The official season premiere, "You Only Live Twice," spoofs both James Bond and the then-emerging "casual" corporate culture of the mid-90s tech boom. After Homer is offered a new job at the Globex Corporation, the family packs up and leaves Springfield for their new home in Cyprus Creek, Globex's idyllic planned community for employees. Frequent guest star Albert Brooks voices Homer's new boss/evil supervillian, Hank Scorpio, and he's a marvel of contagious, unbridled energy. According to the commentary track, much of Brooks's manic, stream-of-consciousness dialogue was improvised, which is perfectly believable. Scorpio and Homer's exchanges, coupled with strong side stories for the rest of the Simpson clan, makes this episode one for The Simpsons time capsule.
For the first time, several episodes move the Simpson family to the background and push supporting characters into the spotlight. The most successful of these is "Grade School Confidential," which details the birth of a relationship between Principal Skinner and Bart's teacher Edna Krabappel. It takes a slower, more character-driven approach, letting the awkward moments that arise from a workplace romance provide the jokes. Awkward moments are also the name of the game in "A Milhouse Divided," an episode that follows the separation of Milhouse's parents. The best moments, however, come when it finally turns its focus on Marge and Homer's marriage.
Taking things out into more experimental territory, "El Viaje Misterioso de Nuestro Jomer," loosely based on the mystical writing of Carlos Castaneda, seemed like an ill-advised idea at the time, but it has aged wonderfully. The oddly poignant psychedelic journey Homer goes on to "find his soul mate" is unlike anything else The Simpsons has ever produced. Also pushing the envelope is "In Marge We Trust," supposedly about Marge taking up a volunteer position at the church, but best remembered for the crazy Mr. Sparkle box of detergent found by Homer at the dump. Obsessed with his resemblance to the Japanese mascot, he tracks down the original manufacturer and receives a tape for potential investors, a dead-on send-up of Japanese TV ads that's guaranteed to leave you in stitches.
The Simpsons continues its flirtation with self-aware, almost Brechtian satire of its own status as an aging cultural phenomenon. "The Itchy & Scratchy & Poochie Show," perhaps not coincidentally the episode when The Simpsons surpassed The Flintstones as the longest running prime-time animated program in history, tackles the subject of a show "jumping the shark" by introducing a new character. In this case it's Poochie, a "rockin' dog" voiced by Homer who joins Itchy & Scratchy to boost sagging ratings. At the same time, a new character called Roy joins the Simpson family, hinting that The Simpsons itself might be nearing the end. (Few could have guessed this wouldn't even be the halfway point of the show's run.) Troy McClure (the late, great Phil Hartman), who you may remember hosting Simpsons episodes such as "The Simpsons 138th Episode Spectacular," introduces new series starring Simpsons favorites in "The Simpsons Spin-Off Showcase." Set up in the tripartite structure of the Treehouse of Horror episodes, it pokes fun at 80s detective dramas, campy 60s sitcoms, and, in the funniest segment, variety shows.
───
- _EXERCISE TASK A_: Set down the stretch of the Simpsons review from "Taking things out" through "you in stitches." word for word.
───
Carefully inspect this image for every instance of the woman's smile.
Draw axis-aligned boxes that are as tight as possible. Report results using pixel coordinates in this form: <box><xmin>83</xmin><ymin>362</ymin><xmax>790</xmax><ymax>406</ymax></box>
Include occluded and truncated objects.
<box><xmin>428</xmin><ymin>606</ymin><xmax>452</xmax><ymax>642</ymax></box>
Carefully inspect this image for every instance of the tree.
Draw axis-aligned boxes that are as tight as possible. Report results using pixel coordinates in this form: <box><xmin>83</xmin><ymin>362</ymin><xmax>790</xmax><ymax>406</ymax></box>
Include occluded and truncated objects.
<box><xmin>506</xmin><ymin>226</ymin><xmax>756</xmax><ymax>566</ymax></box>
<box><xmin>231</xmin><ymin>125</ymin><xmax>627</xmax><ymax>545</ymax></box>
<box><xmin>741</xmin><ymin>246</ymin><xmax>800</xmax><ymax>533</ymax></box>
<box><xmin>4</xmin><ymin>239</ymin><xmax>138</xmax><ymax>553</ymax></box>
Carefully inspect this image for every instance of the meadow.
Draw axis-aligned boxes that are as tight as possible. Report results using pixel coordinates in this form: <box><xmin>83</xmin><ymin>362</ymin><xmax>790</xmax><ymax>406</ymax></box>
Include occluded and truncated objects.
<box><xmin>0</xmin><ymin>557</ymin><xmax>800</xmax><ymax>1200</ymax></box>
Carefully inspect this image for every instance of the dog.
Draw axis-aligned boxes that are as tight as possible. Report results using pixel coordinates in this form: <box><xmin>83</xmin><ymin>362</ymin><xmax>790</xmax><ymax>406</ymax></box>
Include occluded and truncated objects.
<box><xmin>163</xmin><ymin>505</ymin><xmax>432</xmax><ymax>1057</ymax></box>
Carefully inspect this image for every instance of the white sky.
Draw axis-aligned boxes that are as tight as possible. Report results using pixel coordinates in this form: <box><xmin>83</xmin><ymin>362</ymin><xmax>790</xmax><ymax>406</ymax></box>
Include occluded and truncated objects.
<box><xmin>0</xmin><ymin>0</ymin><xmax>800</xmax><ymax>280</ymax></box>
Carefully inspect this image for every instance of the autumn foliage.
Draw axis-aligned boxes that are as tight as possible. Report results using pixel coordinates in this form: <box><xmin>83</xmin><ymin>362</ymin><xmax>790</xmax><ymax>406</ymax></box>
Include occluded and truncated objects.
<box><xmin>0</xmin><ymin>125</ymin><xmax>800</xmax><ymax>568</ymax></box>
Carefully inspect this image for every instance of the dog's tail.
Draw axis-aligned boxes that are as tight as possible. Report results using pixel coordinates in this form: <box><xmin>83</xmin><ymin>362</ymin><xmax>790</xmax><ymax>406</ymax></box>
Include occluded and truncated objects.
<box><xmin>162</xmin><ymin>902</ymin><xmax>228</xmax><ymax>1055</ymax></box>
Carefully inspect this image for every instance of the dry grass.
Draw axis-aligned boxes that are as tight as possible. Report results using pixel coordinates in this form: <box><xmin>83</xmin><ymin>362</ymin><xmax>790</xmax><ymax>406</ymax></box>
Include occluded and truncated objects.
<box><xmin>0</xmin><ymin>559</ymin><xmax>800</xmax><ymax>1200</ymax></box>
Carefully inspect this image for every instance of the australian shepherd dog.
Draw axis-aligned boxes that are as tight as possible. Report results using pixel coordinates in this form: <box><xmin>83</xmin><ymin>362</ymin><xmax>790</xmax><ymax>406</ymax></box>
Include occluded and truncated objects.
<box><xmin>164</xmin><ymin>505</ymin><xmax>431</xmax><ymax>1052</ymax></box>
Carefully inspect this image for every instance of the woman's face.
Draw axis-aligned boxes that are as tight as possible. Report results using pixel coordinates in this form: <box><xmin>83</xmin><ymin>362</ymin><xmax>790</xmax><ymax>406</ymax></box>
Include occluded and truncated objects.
───
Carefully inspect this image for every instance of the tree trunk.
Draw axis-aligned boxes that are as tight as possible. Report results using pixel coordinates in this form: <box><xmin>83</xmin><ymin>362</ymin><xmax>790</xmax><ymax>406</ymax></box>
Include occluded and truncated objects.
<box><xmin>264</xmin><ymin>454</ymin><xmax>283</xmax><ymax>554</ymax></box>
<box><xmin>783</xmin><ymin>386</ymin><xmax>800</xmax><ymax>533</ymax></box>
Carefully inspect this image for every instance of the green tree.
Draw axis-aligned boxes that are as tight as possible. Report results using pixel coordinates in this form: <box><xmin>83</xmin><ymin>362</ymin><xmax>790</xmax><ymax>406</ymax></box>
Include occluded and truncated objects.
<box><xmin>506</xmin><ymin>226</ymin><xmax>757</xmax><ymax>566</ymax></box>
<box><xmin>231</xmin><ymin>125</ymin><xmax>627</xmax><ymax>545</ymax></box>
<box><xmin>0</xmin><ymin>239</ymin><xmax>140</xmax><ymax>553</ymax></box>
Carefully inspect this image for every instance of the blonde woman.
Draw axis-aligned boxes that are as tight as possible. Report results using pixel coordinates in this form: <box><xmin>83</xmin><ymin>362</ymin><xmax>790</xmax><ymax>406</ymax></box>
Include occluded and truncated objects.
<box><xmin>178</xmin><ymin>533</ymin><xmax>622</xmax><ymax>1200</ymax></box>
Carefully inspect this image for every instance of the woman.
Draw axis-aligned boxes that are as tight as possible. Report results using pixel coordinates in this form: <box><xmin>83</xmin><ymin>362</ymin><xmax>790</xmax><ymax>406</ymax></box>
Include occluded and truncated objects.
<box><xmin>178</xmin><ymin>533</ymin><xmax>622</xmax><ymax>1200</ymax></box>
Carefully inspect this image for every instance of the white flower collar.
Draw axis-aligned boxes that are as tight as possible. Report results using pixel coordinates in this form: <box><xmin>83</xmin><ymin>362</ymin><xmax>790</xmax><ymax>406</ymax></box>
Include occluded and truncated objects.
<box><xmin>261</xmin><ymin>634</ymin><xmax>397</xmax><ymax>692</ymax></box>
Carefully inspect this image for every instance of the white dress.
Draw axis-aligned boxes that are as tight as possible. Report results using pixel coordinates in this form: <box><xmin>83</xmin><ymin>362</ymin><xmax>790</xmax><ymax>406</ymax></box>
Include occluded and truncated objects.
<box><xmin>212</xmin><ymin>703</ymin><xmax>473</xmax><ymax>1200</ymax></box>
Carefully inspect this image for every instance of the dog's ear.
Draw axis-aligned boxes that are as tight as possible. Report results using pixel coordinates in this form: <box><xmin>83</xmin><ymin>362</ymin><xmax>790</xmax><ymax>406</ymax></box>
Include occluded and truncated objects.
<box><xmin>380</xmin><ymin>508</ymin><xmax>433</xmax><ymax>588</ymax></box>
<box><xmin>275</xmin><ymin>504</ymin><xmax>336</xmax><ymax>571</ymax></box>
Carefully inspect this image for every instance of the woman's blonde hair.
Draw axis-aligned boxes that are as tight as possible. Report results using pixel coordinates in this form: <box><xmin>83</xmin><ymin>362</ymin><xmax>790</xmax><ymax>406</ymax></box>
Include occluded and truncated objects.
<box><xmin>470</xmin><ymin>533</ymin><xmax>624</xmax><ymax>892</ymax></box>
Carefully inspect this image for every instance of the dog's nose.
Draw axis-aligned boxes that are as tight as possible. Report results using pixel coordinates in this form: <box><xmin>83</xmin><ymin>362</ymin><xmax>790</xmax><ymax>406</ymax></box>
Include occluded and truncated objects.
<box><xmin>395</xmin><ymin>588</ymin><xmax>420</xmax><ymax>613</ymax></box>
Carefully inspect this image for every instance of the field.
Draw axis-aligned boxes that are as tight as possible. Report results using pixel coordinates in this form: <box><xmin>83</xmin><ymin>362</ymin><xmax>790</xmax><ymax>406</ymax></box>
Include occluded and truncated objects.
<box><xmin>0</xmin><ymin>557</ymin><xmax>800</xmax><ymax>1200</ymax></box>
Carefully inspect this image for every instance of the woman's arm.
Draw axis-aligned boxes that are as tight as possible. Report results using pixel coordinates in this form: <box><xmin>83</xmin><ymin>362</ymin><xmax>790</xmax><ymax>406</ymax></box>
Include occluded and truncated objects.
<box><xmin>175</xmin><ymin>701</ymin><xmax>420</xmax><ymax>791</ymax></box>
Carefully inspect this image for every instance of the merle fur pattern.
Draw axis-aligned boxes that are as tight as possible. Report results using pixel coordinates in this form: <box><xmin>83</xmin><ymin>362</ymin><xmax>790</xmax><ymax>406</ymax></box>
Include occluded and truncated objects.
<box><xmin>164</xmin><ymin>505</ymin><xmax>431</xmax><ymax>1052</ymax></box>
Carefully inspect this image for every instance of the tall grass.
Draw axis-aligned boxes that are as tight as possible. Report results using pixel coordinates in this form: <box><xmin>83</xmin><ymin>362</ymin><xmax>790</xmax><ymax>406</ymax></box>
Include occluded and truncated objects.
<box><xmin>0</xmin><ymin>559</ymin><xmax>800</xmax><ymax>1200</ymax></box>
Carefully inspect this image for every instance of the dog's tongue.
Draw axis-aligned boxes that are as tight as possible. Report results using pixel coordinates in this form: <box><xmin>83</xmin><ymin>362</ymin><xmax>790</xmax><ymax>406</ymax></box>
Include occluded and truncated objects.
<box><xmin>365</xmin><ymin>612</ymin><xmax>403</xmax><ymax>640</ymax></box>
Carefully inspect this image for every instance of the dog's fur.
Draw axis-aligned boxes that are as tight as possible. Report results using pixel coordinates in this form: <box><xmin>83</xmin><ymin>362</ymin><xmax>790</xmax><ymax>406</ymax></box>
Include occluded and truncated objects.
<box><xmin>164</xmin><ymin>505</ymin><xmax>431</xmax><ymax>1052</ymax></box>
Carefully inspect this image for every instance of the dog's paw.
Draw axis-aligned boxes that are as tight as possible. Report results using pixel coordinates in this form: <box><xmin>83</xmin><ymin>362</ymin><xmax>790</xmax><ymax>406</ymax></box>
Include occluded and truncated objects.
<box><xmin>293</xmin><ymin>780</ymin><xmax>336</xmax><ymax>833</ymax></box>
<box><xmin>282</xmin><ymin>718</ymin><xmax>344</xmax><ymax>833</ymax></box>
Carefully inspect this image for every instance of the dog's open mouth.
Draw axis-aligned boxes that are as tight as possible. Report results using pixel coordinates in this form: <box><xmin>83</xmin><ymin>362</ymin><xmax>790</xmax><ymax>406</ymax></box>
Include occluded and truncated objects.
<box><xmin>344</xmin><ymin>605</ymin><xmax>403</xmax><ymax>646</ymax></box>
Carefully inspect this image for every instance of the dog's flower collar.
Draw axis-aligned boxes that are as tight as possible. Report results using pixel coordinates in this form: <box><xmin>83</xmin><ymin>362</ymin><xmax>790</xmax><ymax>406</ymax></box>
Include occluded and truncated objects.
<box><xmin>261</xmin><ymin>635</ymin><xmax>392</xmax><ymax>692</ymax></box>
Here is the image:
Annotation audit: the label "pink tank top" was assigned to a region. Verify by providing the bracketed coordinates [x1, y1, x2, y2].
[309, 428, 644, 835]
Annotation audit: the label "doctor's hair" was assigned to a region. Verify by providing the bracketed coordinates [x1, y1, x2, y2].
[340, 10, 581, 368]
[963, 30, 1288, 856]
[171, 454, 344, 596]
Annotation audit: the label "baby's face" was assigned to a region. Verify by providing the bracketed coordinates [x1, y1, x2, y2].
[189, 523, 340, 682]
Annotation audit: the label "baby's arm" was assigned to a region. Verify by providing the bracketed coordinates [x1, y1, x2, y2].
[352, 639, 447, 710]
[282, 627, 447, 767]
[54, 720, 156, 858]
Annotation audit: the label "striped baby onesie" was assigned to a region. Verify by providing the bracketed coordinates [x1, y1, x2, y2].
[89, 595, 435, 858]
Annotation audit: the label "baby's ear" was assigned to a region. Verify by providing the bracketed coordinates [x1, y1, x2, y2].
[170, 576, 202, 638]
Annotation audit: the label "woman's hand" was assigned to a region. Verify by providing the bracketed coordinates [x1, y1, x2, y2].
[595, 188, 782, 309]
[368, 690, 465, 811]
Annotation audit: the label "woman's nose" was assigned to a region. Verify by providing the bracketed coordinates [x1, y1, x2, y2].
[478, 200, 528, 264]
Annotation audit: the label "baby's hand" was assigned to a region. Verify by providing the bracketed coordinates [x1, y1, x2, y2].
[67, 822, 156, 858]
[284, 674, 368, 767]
───
- _EXERCISE TASK B_: Work out how many lines of the records contain the string "audit", treating case as significant. Give the number alone.

- _TASK SOLUTION A_:
Taking things out into more experimental territory, "El Viaje Misterioso de Nuestro Jomer," loosely based on the mystical writing of Carlos Castaneda, seemed like an ill-advised idea at the time, but it has aged wonderfully. The oddly poignant psychedelic journey Homer goes on to "find his soul mate" is unlike anything else The Simpsons has ever produced. Also pushing the envelope is "In Marge We Trust," supposedly about Marge taking up a volunteer position at the church, but best remembered for the crazy Mr. Sparkle box of detergent found by Homer at the dump. Obsessed with his resemblance to the Japanese mascot, he tracks down the original manufacturer and receives a tape for potential investors, a dead-on send-up of Japanese TV ads that's guaranteed to leave you in stitches.

- _TASK SOLUTION B_: 9